Problem requirements: Set down, exactly as written, every line from the top of the records below to the line containing "Q: For each instance of the green", both ends included, and no others.

Point-per-instance localization data
※ ※ ※

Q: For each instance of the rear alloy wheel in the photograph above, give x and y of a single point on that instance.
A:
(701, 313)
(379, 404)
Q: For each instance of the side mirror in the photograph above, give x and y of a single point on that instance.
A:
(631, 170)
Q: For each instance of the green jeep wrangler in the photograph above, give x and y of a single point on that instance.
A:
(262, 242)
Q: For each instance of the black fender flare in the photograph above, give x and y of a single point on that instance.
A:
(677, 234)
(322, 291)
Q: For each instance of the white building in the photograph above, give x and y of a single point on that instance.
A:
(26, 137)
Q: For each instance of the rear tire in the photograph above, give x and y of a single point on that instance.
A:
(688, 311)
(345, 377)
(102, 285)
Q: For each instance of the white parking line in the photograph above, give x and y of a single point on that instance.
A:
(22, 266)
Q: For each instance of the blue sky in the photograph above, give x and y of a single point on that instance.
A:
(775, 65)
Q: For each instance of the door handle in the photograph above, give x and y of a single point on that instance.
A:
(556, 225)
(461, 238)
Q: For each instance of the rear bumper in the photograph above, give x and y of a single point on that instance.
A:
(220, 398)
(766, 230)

※ ※ ※

Solved exercise:
Q: For each instance of the rear alloy wheel in the photograph above, give x and y of a single point on that instance.
A:
(701, 313)
(379, 404)
Q: For each instance of the side mirror in the photograph above, give x and y of a single point on that instance.
A:
(631, 170)
Q: For each instance of the green jeep wrangler in the photograph above, give x and y of a single point on that instance.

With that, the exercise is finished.